### Directions
Print the listing below word for word and line for line, omitting the pictures.

### Task inputs
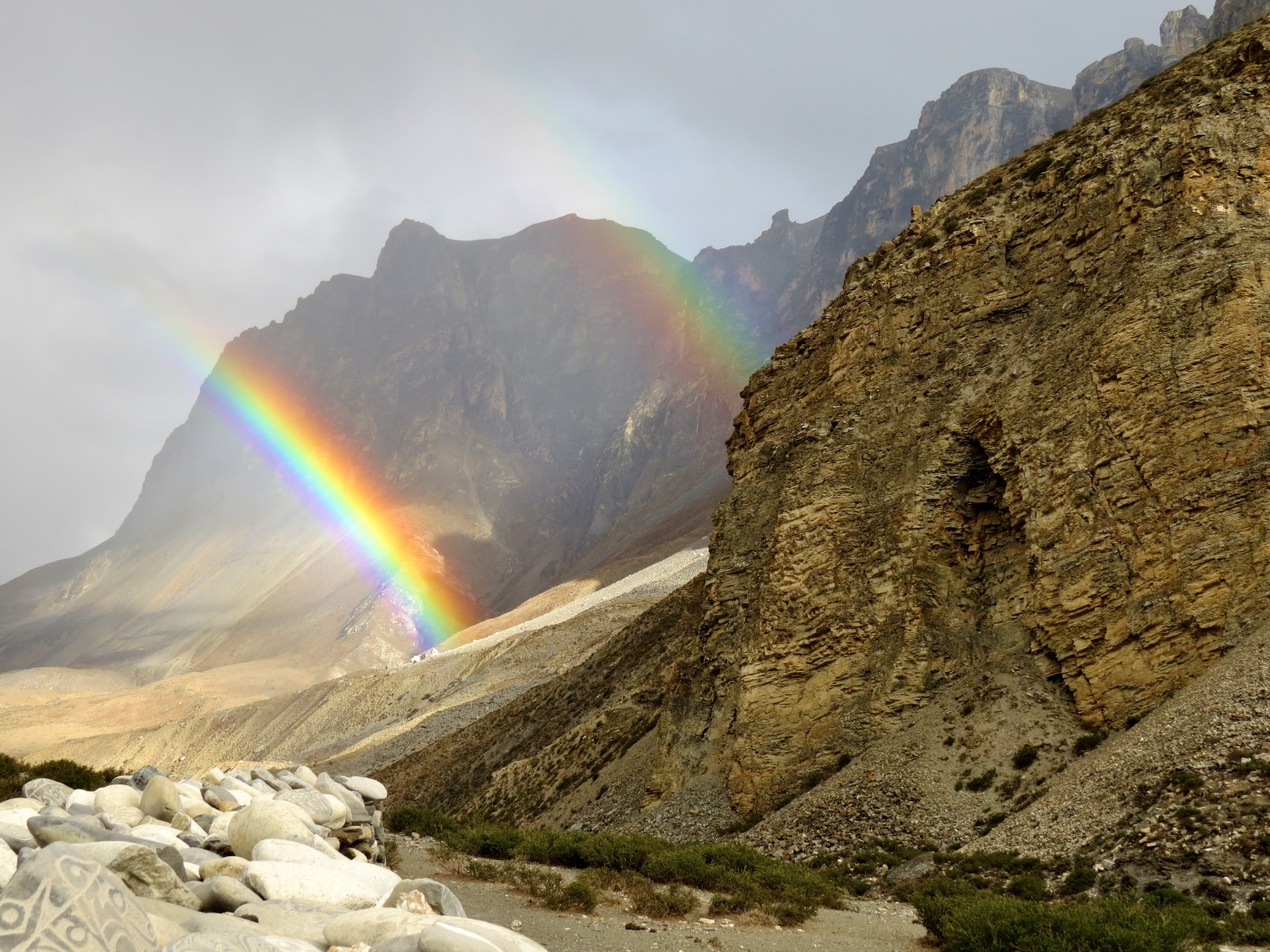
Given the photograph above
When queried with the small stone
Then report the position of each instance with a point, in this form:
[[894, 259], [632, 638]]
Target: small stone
[[285, 850], [219, 844], [110, 800], [197, 856], [22, 804], [162, 799], [272, 819], [162, 835], [440, 896], [143, 777], [260, 774], [221, 924], [222, 894], [165, 930], [46, 791], [127, 816], [80, 800], [76, 900], [455, 935], [313, 803], [351, 885], [137, 866], [13, 828], [8, 863], [57, 829], [220, 942], [375, 926], [366, 787], [232, 866], [291, 780], [292, 918]]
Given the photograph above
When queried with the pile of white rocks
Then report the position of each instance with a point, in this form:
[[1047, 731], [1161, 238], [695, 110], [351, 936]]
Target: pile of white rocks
[[238, 861]]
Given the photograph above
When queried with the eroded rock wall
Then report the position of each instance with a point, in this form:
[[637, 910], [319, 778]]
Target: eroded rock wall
[[1037, 419]]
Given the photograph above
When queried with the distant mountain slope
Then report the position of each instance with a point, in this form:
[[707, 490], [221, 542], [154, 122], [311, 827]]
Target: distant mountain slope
[[981, 121], [1010, 489], [535, 405]]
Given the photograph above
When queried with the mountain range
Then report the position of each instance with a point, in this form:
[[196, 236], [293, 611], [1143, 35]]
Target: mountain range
[[549, 413]]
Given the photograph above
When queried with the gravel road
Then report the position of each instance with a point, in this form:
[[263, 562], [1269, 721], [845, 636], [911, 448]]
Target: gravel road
[[865, 927]]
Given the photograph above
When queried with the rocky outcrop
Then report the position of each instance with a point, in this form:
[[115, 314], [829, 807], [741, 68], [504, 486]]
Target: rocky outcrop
[[1034, 422], [981, 121], [1119, 74], [1232, 14], [531, 406], [752, 281]]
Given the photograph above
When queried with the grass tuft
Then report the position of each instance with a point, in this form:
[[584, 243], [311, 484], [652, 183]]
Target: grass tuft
[[14, 774]]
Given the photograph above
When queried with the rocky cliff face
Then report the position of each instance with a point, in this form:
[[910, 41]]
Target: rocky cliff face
[[1232, 14], [533, 404], [1035, 420], [1013, 484], [1119, 74], [979, 122], [976, 125]]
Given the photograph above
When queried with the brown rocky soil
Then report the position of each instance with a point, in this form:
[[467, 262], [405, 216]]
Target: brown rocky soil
[[362, 720], [864, 927], [1009, 492]]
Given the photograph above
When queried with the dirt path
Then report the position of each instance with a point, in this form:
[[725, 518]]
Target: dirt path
[[867, 927]]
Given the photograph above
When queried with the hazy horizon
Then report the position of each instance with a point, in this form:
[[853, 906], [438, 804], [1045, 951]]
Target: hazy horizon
[[187, 173]]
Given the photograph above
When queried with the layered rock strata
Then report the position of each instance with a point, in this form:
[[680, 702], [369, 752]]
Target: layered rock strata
[[1034, 420]]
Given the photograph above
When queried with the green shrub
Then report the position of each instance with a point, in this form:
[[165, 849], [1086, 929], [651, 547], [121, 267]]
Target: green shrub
[[14, 774], [1087, 742], [741, 877], [983, 781], [1029, 886], [419, 819], [1080, 880], [1026, 757], [664, 903], [973, 922], [1185, 780]]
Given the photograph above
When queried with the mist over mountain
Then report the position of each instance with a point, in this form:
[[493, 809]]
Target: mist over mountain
[[535, 405], [537, 408]]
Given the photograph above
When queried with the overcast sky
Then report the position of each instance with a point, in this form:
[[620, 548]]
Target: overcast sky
[[239, 152]]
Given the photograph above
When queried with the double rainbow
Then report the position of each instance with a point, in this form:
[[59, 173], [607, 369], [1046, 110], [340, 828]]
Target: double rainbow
[[695, 330]]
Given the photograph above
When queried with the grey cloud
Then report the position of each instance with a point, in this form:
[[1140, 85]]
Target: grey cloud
[[244, 152]]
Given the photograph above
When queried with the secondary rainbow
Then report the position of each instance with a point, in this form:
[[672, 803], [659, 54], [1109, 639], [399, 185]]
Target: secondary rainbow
[[273, 418]]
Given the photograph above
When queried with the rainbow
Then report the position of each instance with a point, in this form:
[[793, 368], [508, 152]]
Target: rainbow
[[690, 327], [283, 429], [272, 416]]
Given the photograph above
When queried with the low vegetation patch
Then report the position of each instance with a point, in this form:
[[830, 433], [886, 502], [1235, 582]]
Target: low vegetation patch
[[1007, 903], [741, 879], [14, 774]]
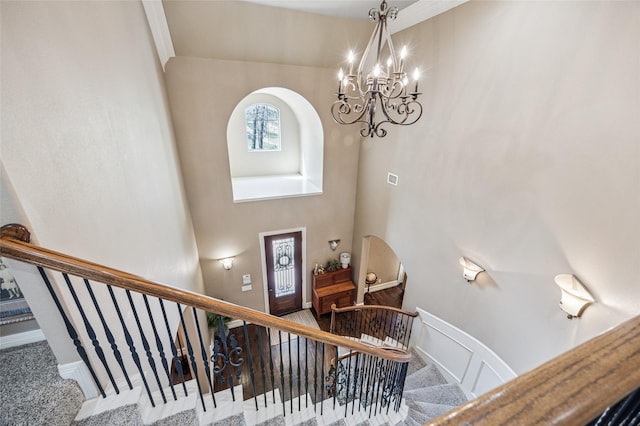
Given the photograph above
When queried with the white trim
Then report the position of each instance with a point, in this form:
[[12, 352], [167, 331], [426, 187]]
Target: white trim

### Response to the task
Given the photograph above
When queried with the small stone
Then report the position of each instance with a point, in this form:
[[894, 259], [632, 638]]
Target: small stone
[[285, 850], [219, 844], [110, 800], [197, 856], [22, 804], [162, 799], [272, 819], [162, 835], [440, 896], [143, 777], [260, 774], [221, 924], [222, 894], [165, 930], [46, 791], [127, 816], [80, 800], [76, 900], [455, 935], [313, 803], [351, 885], [137, 866], [13, 828], [8, 863], [57, 829], [220, 942], [375, 926], [366, 787], [232, 866], [291, 780], [292, 918]]
Given the photograph above
When queried with the pile of white rocks
Then report the position of each instance with a point, in this form:
[[1047, 731], [1161, 238], [695, 110], [351, 936]]
Target: pile of white rocks
[[238, 861]]
Given the photograph above
When queried with the eroded rock wall
Then report the position of each instance with a point, in this form:
[[637, 910], [319, 778]]
Target: eroded rock wall
[[1037, 419]]
Given the photograph above
When queried with the distant mountain slope
Then report the position of each instance with a point, in this form:
[[707, 490], [221, 542], [154, 122], [311, 827]]
Target: distant mountain slope
[[981, 121], [1010, 489], [535, 405]]
Given the photograph above
When queried with the mountain range
Then report the position of each instance with a point, in this form:
[[196, 236], [293, 611], [1143, 35]]
Target: mountain range
[[549, 413]]
Given the photograph above
When queried with the gravel road
Then report the position of each instance with a point, in this form:
[[263, 562], [1269, 721], [845, 636], [911, 448]]
Target: gravel road
[[865, 927]]
Given the photograph above
When queried with the rocky outcrop
Then report the position of each instance with a point, in this form:
[[115, 314], [829, 807], [741, 68], [504, 486]]
Target: rocky outcrop
[[1034, 422], [981, 121], [1119, 74], [1232, 14], [531, 406], [752, 281]]
Given the photograph above
When queried with the grass tuft
Then report the position of each instance with a point, in this form:
[[584, 243], [311, 484], [652, 183]]
Target: grass tuft
[[14, 774]]
Given the photograph above
When queried with the rocky cliff face
Then report the position of each instance with a point, in this form:
[[910, 41]]
Target: rocky cliff face
[[1232, 14], [533, 404], [1035, 420], [1013, 484], [1119, 74], [979, 122], [976, 125]]
Given the photograph above
When queried with the brown rocky soil
Then report the position of each instance with a point, in this form:
[[467, 262], [405, 216]]
Target: brown rocky soil
[[362, 720], [864, 927], [1009, 492]]
Given the photograph above
When queried with the dirt path
Then report the position of each instance with a point, in this form:
[[725, 518]]
Target: dirt path
[[867, 927]]
Given the photograph above
When queried with the hazy horizon
Then report the position of each instance with a point, in this form:
[[853, 906], [438, 804], [1045, 951]]
Target: hazy horizon
[[187, 173]]
Given the photograph above
When queried with the layered rock strata
Then report the position of each instance with a point, in this form:
[[680, 702], [369, 752]]
Target: layered rock strata
[[1034, 420]]
Given the photograph above
When queried with the green shrub
Then report the position of each instance with a point, in this form:
[[165, 849], [1086, 929], [651, 547], [121, 267]]
Target: green shrub
[[14, 774], [1087, 742], [741, 877], [983, 781], [1029, 886], [419, 819], [1080, 880], [1026, 757], [664, 903], [973, 922], [1185, 780]]
Given the photograph above
When queried with the mist over mountain
Then report the position of each instance with a point, in this form:
[[493, 809]]
Target: mist over mountain
[[535, 405], [537, 408]]
Given the photograph above
When queried with the overcast sky
Then report the position of each instance with a point, in this form:
[[620, 548]]
Target: overcast sky
[[239, 152]]
Given the photograph above
When queried with the double rainbow
Then report the position of each instance with a point, in this form:
[[59, 173], [607, 369], [1046, 110], [340, 828]]
Target: double rainbow
[[695, 330]]
Given the photograph above
When queried with the grey cloud
Then report the position of each instance with a point, in this form:
[[1140, 85]]
Target: grey cloud
[[244, 152]]
Given the photograph above
When queried with the secondary rainbow
Then report the position of each instance with a point, in this form:
[[672, 803], [659, 54], [1109, 639], [399, 185]]
Target: secondary rainbow
[[273, 418]]
Given the photograph above
When queried with the rainbow
Then report the position of each instance with a point, in this form:
[[793, 368], [508, 152]]
Target: rainbow
[[690, 327], [283, 429], [272, 416]]
Given the photograph above
When queried with the low vegetation patch
Then report the position of each instance with a point, in this form:
[[830, 433], [886, 502], [1235, 582]]
Target: low vegetation patch
[[1007, 903], [741, 879], [14, 774]]
Given the photograph above
When queried with the white trim
Then report the position of each instance with a point, in this form:
[[12, 352], [167, 331], [426, 187]]
Target: white trim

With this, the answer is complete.